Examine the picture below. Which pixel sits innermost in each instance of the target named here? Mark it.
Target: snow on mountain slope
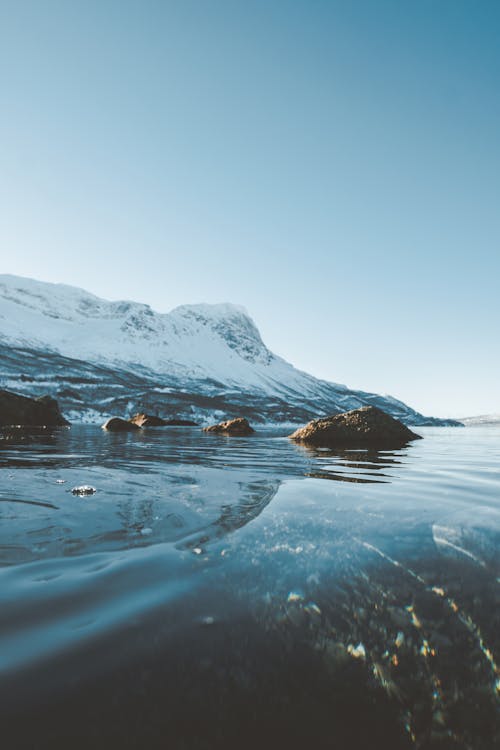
(482, 419)
(209, 351)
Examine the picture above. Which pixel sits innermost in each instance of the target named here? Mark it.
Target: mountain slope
(99, 357)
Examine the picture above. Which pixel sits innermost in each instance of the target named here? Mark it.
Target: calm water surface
(228, 592)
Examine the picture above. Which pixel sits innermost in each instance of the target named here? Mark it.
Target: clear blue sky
(332, 166)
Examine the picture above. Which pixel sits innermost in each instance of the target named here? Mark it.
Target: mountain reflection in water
(217, 593)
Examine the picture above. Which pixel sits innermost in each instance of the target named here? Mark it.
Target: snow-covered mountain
(205, 361)
(482, 419)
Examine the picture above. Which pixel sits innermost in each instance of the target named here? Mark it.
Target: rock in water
(238, 426)
(147, 420)
(367, 427)
(16, 410)
(116, 424)
(83, 490)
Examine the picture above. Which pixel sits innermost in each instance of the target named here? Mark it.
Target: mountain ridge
(85, 350)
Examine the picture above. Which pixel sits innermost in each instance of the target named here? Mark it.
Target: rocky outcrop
(238, 426)
(180, 423)
(366, 427)
(116, 424)
(148, 420)
(22, 411)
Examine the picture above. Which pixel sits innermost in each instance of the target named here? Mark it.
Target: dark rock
(180, 423)
(238, 426)
(16, 410)
(365, 427)
(147, 420)
(116, 424)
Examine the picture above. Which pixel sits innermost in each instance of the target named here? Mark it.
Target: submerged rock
(116, 424)
(16, 410)
(365, 427)
(238, 426)
(84, 489)
(180, 423)
(148, 420)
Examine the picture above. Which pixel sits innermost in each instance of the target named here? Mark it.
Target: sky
(332, 166)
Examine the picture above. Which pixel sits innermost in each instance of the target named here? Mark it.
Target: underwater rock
(84, 489)
(16, 410)
(365, 427)
(148, 420)
(238, 426)
(116, 424)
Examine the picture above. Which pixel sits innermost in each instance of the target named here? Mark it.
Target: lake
(223, 592)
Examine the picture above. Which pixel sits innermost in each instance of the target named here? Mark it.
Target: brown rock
(22, 411)
(238, 426)
(116, 424)
(147, 420)
(365, 427)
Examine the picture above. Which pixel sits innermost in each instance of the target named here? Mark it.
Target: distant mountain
(198, 361)
(482, 419)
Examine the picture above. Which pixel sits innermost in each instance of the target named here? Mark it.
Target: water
(228, 592)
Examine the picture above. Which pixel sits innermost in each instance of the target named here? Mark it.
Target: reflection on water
(218, 593)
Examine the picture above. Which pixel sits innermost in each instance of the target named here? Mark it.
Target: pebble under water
(177, 589)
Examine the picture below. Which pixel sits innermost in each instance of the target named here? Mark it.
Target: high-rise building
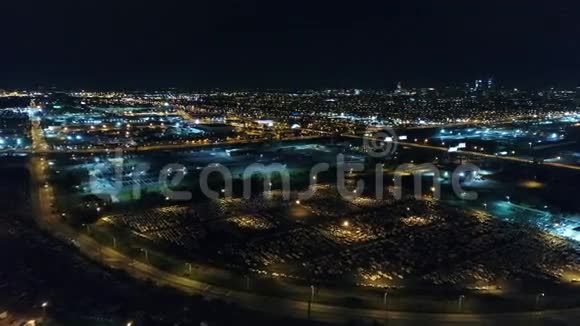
(490, 83)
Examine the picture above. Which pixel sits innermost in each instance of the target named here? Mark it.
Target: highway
(42, 194)
(478, 154)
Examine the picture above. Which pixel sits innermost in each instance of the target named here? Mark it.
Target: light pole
(311, 299)
(44, 305)
(385, 302)
(460, 303)
(538, 299)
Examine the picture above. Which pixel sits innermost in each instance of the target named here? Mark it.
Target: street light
(460, 302)
(385, 302)
(538, 298)
(44, 305)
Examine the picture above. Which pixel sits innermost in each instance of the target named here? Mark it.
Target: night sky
(267, 44)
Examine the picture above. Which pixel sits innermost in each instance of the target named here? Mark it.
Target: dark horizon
(249, 45)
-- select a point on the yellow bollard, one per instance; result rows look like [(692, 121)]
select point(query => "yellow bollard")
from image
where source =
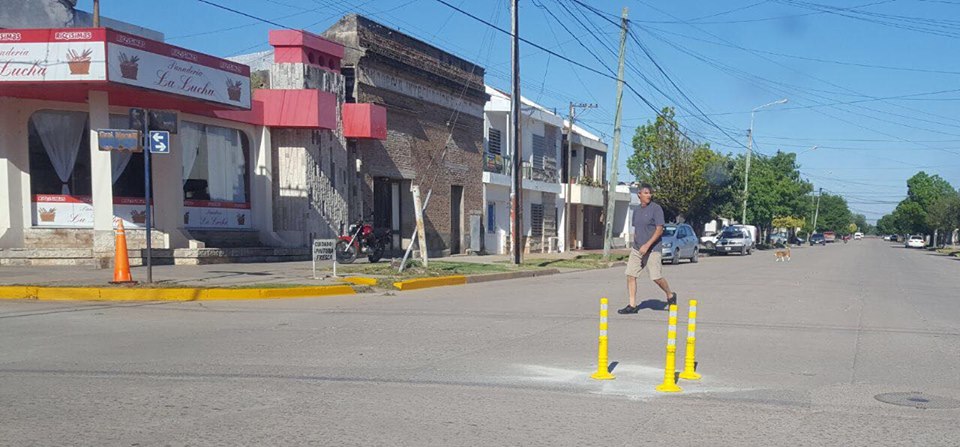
[(690, 362), (602, 372), (669, 384)]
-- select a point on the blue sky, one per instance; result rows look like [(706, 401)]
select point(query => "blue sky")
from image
[(873, 84)]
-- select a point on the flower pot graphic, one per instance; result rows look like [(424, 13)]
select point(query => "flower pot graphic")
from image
[(79, 67), (129, 65), (79, 62), (48, 214), (138, 217), (234, 90)]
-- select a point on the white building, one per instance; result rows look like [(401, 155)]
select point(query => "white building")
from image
[(544, 181)]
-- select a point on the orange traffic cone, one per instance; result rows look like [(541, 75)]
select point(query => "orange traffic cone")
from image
[(121, 263)]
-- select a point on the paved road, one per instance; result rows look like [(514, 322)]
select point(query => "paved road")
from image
[(791, 353)]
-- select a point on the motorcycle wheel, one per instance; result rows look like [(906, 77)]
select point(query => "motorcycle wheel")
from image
[(346, 253), (376, 252)]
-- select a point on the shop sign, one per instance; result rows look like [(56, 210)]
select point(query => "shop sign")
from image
[(212, 214), (147, 64), (51, 55), (119, 140)]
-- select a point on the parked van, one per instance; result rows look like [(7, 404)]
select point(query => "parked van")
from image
[(737, 239)]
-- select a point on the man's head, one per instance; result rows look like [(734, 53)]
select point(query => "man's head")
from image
[(645, 193)]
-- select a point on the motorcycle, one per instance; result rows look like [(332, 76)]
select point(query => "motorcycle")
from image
[(361, 238)]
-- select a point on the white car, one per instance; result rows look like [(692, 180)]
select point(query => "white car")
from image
[(915, 242)]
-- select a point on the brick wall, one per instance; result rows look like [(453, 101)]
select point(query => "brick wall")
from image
[(434, 101), (313, 170)]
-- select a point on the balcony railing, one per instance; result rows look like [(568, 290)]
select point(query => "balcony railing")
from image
[(548, 173), (496, 163)]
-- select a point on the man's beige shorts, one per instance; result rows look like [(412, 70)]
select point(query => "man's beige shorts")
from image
[(650, 264)]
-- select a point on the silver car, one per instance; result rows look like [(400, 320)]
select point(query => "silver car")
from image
[(679, 242)]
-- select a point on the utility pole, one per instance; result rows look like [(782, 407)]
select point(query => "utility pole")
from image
[(610, 203), (746, 175), (816, 213), (516, 198), (567, 237)]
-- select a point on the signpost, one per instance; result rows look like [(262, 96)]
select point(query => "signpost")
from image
[(159, 142), (324, 250), (124, 140)]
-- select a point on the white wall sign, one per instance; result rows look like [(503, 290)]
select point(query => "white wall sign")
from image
[(31, 56), (154, 66), (203, 214)]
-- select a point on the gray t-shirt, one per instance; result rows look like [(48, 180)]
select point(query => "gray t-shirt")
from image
[(645, 222)]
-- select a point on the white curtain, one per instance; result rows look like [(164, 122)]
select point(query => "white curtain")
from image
[(225, 165), (118, 159), (190, 134), (61, 133)]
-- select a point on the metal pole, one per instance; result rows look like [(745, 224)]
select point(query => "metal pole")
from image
[(566, 201), (746, 175), (516, 202), (610, 203), (816, 213), (146, 184)]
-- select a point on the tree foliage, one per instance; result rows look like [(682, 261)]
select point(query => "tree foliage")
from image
[(690, 180)]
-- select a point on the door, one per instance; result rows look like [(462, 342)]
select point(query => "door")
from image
[(456, 218), (386, 213)]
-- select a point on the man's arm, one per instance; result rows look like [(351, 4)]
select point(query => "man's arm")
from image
[(656, 235)]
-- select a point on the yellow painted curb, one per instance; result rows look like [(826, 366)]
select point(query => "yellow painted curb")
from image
[(164, 294), (361, 281), (423, 283), (18, 292)]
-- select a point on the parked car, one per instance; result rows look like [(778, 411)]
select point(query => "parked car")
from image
[(679, 242), (736, 239), (709, 240), (915, 241), (778, 238)]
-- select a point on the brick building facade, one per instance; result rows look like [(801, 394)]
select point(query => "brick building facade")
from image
[(434, 103)]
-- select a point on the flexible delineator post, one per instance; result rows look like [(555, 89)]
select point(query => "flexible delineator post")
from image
[(690, 362), (669, 384), (603, 372)]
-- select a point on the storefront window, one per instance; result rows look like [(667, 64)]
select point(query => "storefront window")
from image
[(60, 187), (215, 177), (59, 155)]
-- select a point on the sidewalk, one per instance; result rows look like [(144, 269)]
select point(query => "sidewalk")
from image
[(272, 274)]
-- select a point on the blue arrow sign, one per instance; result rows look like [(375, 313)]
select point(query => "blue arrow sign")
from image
[(159, 142)]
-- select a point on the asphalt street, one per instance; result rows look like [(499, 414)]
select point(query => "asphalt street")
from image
[(791, 353)]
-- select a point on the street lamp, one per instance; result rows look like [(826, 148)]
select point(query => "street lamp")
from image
[(746, 175)]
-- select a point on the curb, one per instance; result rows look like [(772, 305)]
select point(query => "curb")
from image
[(510, 275), (360, 280), (423, 283), (171, 294)]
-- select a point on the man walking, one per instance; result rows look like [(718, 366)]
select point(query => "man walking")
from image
[(645, 256)]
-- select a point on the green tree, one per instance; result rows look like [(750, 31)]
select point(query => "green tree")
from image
[(943, 215), (776, 189), (834, 214), (691, 181)]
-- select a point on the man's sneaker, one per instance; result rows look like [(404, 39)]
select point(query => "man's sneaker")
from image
[(672, 301), (628, 310)]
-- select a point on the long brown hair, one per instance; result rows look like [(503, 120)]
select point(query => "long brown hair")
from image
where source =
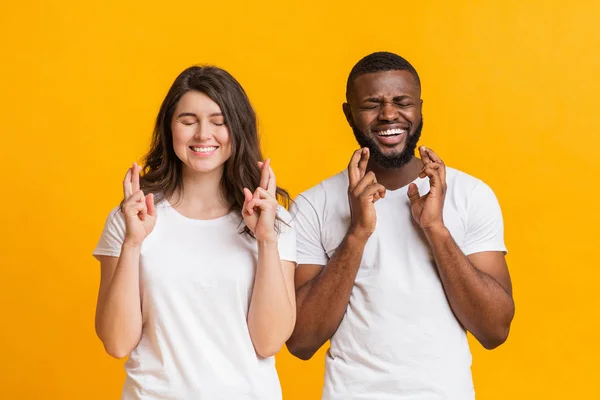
-=-=-
§ Your goal: Wherever the word "beige" appears in the listing above, copy that line.

§ Exercise answer:
-- select a point on the man's beige shorts, one per instance; result rows look like [(412, 70)]
select point(query => "man's beige shorts")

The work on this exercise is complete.